ENTRIES SHOWN |
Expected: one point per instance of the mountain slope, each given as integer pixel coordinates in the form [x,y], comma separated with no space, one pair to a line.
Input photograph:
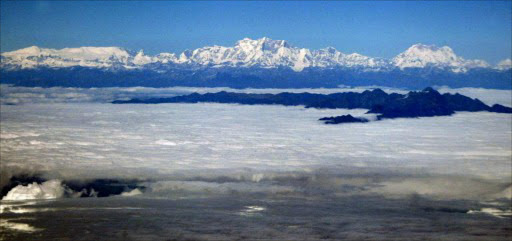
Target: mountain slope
[249,63]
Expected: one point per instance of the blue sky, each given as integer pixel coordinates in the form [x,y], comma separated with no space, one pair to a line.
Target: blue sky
[379,29]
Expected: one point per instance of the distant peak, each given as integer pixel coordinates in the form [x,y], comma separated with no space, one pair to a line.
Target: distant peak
[504,64]
[430,90]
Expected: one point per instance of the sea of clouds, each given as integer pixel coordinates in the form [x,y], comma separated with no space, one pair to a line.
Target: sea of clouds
[19,95]
[63,134]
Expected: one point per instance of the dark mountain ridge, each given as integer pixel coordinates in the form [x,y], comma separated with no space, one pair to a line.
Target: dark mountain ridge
[426,103]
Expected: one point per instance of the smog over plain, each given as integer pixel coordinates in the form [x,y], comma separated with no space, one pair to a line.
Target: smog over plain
[307,120]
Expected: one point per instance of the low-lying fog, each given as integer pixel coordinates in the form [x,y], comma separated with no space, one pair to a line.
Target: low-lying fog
[229,148]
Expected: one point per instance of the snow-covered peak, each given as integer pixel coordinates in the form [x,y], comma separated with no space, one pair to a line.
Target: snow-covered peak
[261,53]
[504,64]
[34,56]
[421,56]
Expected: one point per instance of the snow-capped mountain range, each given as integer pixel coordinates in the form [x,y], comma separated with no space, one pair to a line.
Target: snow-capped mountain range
[261,53]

WHAT YOU WILL DO |
Which lines run from the one containing "Expected: one point per instance of the smog" to the end of the entries above? Print them exactly, both ends included, and nothing else.

RESULT |
Expected: one point per instance of the smog over plain, each given as integer pixel coordinates in the form [x,y], comma separated with no space, one pair to a line.
Target: smog over plain
[307,120]
Expected: one point per instance of the low-lying fog, each given as integer pixel coordinates in the form [x,y], comma separated with no space, one pair to a line.
Target: low-lying fog
[229,148]
Expected: one point per instance of the snow-covered peak, each given as integer pixel coordinates in the form [x,y], comma separated with no space, one pair to a line.
Target: snow-covered peak
[261,53]
[504,64]
[34,56]
[421,56]
Expected: one point per instance of the snow-capped mountain range, each given as integer pixel coordinates in the form [x,y], comma separated with no space, one pair to a line.
Target: snow-capped mountain range
[261,53]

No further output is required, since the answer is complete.